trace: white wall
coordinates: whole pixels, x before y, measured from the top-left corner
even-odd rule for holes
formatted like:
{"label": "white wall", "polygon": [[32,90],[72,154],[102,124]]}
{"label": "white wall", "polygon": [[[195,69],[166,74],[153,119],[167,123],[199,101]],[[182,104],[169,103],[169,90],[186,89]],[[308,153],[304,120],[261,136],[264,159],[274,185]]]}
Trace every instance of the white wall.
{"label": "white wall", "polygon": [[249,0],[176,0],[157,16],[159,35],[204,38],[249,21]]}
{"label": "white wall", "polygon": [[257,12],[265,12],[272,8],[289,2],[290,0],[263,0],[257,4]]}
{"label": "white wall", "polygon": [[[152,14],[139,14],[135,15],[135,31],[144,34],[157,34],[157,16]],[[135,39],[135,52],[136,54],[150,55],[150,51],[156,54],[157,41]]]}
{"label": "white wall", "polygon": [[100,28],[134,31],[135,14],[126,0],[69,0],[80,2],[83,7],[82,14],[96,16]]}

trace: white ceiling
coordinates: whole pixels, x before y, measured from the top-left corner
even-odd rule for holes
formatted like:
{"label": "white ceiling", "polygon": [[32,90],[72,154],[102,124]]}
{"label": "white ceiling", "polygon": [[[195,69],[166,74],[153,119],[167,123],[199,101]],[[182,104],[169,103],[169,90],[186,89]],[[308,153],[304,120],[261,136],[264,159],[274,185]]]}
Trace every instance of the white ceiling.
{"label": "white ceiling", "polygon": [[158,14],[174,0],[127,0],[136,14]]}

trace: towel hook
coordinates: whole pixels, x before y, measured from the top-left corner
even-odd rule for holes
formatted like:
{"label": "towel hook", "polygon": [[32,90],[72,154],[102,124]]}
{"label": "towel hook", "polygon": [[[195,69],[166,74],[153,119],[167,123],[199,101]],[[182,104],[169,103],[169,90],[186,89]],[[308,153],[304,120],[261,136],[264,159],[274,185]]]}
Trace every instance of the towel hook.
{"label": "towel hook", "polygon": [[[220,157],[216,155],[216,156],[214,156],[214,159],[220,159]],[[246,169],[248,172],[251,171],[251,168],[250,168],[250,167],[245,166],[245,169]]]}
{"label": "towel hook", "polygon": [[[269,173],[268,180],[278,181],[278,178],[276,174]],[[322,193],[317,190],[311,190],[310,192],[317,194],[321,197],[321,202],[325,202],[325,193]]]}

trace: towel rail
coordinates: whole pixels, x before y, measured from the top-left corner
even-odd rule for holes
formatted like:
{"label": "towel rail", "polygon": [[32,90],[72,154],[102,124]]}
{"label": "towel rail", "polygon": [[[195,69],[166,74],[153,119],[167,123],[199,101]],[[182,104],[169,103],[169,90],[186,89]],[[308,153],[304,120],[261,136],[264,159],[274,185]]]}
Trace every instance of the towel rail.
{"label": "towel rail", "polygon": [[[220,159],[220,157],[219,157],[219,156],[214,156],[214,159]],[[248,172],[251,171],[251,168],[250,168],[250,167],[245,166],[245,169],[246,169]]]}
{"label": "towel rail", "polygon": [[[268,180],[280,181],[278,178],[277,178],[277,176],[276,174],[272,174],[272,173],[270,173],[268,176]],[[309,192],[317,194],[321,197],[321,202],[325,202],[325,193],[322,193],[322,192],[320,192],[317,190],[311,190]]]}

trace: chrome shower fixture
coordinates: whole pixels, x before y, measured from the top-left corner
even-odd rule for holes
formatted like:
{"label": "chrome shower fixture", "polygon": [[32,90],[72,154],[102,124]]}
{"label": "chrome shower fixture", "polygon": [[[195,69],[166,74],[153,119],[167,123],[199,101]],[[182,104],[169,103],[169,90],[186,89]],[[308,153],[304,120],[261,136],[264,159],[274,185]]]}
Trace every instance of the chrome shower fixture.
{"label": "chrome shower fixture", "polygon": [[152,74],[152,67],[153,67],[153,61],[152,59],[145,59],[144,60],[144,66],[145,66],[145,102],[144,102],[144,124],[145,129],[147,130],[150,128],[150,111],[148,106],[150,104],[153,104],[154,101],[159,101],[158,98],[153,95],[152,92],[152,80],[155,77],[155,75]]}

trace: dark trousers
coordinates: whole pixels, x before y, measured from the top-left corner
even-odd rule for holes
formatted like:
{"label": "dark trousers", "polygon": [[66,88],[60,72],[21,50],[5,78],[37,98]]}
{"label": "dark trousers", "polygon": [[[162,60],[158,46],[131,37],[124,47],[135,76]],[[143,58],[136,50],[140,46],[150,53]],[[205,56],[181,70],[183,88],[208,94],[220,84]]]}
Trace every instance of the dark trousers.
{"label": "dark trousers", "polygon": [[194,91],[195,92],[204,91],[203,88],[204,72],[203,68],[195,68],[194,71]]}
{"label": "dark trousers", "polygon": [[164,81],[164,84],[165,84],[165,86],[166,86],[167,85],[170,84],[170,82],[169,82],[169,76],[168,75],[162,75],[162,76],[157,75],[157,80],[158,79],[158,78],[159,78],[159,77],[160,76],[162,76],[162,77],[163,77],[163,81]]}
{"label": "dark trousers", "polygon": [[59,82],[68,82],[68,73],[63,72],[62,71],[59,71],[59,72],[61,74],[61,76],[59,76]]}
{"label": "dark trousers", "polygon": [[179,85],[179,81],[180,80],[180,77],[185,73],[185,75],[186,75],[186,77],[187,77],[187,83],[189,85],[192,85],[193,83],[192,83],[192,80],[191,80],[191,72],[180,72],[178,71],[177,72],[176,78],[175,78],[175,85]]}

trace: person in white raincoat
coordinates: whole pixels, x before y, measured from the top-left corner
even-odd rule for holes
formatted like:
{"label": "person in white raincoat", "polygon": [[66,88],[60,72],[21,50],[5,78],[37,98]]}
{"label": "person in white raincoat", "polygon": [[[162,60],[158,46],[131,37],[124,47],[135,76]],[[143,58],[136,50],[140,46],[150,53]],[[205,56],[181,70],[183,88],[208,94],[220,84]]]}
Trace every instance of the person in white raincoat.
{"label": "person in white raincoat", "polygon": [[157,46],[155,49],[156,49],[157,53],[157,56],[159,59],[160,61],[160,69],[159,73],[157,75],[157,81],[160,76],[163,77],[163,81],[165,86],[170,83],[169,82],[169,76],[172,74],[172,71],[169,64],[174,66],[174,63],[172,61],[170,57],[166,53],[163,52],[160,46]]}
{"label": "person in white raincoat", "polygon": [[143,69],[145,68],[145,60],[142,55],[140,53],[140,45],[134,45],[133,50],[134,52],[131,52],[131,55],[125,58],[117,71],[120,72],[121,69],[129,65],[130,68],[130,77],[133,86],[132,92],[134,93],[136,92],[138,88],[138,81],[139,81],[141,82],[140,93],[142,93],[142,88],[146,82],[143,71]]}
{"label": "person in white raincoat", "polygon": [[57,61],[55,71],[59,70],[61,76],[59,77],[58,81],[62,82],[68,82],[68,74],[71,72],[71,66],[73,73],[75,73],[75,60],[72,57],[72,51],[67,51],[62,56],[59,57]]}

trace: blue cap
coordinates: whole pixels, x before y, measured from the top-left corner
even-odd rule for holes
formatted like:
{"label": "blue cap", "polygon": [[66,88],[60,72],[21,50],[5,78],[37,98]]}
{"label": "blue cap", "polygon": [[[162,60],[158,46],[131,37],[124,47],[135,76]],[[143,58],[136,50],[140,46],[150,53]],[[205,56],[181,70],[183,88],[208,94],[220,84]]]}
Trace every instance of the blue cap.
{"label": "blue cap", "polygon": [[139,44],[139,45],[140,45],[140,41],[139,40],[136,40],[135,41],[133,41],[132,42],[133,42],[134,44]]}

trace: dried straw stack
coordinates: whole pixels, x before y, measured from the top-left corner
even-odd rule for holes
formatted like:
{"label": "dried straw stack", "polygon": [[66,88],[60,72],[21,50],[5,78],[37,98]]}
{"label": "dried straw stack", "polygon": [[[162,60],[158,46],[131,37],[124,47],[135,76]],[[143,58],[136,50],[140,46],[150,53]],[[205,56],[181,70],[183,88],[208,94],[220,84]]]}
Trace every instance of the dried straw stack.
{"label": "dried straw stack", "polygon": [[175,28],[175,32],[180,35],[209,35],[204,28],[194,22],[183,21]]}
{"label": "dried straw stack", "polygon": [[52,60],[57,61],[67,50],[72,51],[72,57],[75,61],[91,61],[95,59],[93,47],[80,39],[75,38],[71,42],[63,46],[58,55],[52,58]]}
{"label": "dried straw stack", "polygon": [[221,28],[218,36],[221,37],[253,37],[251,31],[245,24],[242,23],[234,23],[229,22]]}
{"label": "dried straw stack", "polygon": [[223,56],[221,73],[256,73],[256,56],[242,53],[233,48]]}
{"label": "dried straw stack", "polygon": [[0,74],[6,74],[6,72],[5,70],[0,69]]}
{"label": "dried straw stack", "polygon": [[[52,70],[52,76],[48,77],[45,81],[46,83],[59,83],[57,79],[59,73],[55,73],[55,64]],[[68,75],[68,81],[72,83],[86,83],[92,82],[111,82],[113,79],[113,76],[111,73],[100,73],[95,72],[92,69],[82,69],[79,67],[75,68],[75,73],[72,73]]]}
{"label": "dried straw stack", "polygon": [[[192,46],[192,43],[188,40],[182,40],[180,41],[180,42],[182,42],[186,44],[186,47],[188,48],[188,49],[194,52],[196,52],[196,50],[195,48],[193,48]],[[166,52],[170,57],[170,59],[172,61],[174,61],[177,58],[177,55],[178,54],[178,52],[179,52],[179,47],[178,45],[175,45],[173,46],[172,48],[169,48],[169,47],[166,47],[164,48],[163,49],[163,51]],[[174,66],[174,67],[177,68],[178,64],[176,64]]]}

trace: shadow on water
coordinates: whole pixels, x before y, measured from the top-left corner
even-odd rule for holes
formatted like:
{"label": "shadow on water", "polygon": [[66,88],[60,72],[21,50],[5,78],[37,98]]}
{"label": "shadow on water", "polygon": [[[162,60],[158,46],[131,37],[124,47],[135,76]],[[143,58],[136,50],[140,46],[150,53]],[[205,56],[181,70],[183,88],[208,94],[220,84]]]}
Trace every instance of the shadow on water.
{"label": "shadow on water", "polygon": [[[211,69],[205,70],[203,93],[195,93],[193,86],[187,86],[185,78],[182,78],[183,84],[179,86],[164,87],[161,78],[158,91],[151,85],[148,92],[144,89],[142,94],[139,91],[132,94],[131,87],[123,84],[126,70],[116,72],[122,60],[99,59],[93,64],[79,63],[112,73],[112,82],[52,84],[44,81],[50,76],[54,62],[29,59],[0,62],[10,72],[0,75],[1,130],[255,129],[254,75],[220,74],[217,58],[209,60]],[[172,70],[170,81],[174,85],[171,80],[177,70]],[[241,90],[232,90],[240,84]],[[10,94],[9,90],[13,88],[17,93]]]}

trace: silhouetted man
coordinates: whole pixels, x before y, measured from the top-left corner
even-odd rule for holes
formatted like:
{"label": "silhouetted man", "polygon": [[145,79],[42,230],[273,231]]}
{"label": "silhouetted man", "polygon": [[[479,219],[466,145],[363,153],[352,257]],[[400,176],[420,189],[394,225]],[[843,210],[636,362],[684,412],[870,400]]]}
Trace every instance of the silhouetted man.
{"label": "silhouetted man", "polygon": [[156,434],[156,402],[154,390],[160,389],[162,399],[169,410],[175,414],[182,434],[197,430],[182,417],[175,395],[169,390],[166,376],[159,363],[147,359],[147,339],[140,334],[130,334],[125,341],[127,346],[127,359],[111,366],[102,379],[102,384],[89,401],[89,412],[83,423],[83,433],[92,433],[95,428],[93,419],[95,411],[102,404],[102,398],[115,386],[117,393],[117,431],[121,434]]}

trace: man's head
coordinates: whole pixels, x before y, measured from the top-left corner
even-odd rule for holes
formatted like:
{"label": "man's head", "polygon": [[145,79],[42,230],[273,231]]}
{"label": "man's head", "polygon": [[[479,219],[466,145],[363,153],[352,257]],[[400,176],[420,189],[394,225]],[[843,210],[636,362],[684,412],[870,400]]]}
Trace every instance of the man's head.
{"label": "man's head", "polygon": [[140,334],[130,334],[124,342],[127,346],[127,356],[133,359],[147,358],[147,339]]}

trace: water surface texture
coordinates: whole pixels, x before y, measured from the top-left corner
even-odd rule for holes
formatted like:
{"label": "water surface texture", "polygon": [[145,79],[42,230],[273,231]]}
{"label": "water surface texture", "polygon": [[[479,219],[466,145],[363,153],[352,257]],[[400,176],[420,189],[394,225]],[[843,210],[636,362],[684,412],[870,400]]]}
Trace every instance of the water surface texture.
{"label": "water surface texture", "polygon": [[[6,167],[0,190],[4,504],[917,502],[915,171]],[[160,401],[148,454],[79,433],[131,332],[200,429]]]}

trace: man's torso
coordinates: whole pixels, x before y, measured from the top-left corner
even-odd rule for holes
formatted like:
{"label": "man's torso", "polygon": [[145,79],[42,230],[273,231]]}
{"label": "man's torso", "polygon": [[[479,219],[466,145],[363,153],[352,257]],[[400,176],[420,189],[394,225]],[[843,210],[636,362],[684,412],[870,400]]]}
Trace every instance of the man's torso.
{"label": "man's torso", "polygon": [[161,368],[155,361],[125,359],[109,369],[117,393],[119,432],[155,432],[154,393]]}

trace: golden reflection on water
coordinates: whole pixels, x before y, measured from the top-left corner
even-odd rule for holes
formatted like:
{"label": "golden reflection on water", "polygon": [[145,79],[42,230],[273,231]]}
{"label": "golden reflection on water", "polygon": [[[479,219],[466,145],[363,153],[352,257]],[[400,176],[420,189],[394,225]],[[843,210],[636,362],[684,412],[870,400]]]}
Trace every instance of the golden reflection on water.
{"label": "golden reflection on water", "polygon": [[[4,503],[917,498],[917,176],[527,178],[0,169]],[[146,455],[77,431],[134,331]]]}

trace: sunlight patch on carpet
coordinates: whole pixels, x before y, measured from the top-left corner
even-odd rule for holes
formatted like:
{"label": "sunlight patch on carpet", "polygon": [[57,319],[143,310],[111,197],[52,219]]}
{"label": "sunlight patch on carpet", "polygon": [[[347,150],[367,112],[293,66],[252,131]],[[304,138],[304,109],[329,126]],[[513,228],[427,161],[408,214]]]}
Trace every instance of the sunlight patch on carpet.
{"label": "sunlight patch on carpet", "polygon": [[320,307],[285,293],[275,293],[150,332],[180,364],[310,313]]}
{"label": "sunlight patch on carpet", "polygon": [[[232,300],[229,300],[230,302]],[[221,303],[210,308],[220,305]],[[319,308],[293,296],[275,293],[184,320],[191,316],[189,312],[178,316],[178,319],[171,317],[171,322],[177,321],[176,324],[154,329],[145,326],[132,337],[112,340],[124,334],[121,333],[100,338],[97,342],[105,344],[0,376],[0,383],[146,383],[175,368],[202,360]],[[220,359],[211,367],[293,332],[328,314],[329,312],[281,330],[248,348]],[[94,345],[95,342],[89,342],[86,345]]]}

** Instruction **
Report how many lines of the material above contain the string "hook", counting only matches in the same case, and give that number alone.

** Task answer **
6